--- TÂCHE COURTE 1 ---
Dites si chacune des affirmations suivantes concorde avec l'extrait ci-dessous sur les méthodes de Mediapart, en répondant par oui ou par non et en citant les mots décisifs du texte. (a) Mediapart est réalisé par 25 journalistes professionnels. (b) La Charte de Munich des droits et des devoirs des journalistes figure dans les statuts du journal. (c) Mediapart a adhéré au SPIIL après la création de ce syndicat.
--- TÂCHE COURTE 2 ---
Rédigez la suite de l'extrait ci-dessous sur les méthodes de Mediapart, en partant de sa dernière phrase.

--- EXTRAIT FOURNI ---
____________________
Cinq questions démocratiques

1. – Nos méthodes sont démocratiques

Mediapart est réalisé par 25 journalistes professionnels, venus d'un grand nombre de journaux, magazines et agences. Ils exercent leur métier dans le respect des lois et de la déontologie, la Charte de Munich des droits et des devoirs des journalistes étant incluse dans nos statuts. Ils sourcent leurs informations, les vérifient et les recoupent, respectent le contradictoire, vont sans cesse sur le terrain, mènent des enquêtes et réalisent des reportages. Notre journal numérique a obtenu de la Commission paritaire des publications et agences de presse (CPPAP) le statut administratif de service de presse en ligne. Il est l'un des fondateurs du Syndicat de la presse indépendante d'information en ligne (SPIIL), dont les représentants siègent aux instances paritaires concernées (lire sous l'onglet Prolonger les communiqués du GESTE, du Forum des Sociétés de journalistes et du SPIIL).
____________________
--- DONNÉES ENREGISTRÉES ---
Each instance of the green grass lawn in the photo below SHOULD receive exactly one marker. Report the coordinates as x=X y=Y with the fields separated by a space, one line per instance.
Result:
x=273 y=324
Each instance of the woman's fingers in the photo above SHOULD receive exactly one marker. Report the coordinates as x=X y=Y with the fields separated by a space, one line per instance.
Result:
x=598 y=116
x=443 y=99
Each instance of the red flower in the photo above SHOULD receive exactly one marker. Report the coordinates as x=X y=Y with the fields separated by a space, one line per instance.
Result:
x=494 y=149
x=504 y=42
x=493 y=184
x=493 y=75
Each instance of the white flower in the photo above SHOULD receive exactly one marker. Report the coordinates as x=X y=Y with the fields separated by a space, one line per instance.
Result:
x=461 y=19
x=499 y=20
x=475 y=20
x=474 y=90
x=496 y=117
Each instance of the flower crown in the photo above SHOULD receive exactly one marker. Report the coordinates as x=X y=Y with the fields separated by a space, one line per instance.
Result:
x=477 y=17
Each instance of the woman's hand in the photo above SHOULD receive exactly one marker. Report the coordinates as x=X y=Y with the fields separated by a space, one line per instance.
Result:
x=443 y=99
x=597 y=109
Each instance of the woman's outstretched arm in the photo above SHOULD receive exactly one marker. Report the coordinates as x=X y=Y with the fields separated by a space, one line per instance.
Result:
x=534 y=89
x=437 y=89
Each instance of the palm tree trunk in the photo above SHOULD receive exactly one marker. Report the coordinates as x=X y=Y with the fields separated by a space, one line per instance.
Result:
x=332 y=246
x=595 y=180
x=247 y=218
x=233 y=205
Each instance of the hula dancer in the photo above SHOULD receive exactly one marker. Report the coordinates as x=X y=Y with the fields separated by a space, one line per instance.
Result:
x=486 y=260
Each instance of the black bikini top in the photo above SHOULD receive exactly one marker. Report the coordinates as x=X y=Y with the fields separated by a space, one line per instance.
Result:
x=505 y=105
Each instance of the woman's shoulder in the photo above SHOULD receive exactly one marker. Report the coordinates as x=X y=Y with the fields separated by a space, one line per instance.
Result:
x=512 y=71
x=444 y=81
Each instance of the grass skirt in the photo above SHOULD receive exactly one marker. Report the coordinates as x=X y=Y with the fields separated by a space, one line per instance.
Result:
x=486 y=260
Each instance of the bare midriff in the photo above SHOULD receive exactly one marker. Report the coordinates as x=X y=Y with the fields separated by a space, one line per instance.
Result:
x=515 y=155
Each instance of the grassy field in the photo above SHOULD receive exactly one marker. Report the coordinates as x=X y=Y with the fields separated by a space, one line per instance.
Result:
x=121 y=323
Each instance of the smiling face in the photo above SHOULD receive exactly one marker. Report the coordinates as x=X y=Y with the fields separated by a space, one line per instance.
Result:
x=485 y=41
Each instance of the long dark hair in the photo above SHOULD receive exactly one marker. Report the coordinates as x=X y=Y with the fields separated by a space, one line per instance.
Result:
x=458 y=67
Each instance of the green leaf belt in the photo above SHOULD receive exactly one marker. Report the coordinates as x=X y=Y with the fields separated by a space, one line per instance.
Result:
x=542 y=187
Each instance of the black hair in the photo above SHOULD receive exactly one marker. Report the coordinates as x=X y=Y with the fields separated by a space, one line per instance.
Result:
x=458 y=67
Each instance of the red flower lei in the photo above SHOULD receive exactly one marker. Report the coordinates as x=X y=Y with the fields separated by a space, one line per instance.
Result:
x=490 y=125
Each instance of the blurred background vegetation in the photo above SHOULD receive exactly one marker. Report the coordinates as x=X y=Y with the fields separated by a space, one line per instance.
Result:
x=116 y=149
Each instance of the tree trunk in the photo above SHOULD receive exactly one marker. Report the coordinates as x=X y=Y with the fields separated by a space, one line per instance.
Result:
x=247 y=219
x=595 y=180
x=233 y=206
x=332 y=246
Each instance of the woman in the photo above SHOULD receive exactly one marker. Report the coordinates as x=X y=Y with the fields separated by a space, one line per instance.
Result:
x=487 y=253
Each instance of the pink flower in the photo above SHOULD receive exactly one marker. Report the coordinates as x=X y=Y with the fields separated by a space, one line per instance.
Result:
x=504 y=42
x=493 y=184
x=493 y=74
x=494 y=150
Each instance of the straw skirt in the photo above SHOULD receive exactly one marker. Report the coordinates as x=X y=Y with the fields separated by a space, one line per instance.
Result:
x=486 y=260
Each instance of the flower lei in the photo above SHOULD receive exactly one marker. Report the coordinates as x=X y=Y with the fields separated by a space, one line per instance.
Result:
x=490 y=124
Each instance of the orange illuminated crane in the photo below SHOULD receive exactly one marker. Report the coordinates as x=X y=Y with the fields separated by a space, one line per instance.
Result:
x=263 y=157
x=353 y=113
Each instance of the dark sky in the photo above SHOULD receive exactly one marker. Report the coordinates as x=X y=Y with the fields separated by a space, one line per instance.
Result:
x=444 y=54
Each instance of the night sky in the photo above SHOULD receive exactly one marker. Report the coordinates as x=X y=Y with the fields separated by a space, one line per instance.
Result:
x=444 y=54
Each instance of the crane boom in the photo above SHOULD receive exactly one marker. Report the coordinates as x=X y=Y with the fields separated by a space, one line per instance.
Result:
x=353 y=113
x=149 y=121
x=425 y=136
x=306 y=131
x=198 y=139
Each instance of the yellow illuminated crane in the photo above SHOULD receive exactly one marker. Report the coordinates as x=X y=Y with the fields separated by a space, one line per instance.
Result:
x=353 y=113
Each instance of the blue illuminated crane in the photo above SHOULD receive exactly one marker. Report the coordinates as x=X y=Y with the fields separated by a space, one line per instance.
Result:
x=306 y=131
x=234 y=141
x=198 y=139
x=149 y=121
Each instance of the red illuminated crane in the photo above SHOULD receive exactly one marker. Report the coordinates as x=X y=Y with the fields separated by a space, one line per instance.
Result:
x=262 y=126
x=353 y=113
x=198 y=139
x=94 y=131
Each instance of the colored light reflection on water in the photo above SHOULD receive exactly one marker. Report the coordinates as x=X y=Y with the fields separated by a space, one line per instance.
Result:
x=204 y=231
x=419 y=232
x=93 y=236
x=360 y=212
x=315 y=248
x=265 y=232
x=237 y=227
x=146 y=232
____________________
--- CORRIGÉ DE L'EXERCICE 1 ---
(a) Oui : « Mediapart est réalisé par 25 journalistes professionnels ».
(b) Oui : « la Charte de Munich des droits et des devoirs des journalistes étant incluse dans nos statuts ».
(c) Non : « Il est l'un des fondateurs du Syndicat de la presse indépendante d'information en ligne (SPIIL) ».

--- CORRIGÉ DE L'EXERCICE 2 ---
 

2. – La justice a validé notre travail

Dans une ordonnance de référé, rendue le 1er juillet, un magistrat indépendant, vice-président du tribunal de Paris, a jugé «légitimes» et d’«intérêt public» nos informations, détaillant l'importance et la gravité des faits révélés par les enregistrements clandestins du majordome de Liliane Bettencourt. Cette décision de justice déboutait celle-ci et son gestionnaire de fortune de leur demande de retrait pur et simple de ces informations, au prétexte qu'elles portaient atteinte à l'intimité de la vie privée. Lors de l'audience, l'argument principal avancé en soutien de cette demande fut le rappel des écoutes de l'Elysée dont je fus l'une des victimes, argument aujourd'hui repris par Nicolas Sarkozy au mépris de ce jugement. La décision rendue a balayé cet argument, en soulignant que Mediapart avait pris soin de ne révéler que des informations d'intérêt général, en évacuant minutieusement tout ce qui avait trait à l'intimité de Liliane Bettencourt et de ses proches. De plus, ces enregistrements, assumés par leur auteur qui est prêt à rendre compte de ses actes, ne sont pas détenus par une officine secrète ou un cabinet noir, mais sont une pièce publique, livrée à la justice comme un élément de preuve dans le cadre du procès de François-Marie Banier qui oppose Liliane Bettencourt à sa fille.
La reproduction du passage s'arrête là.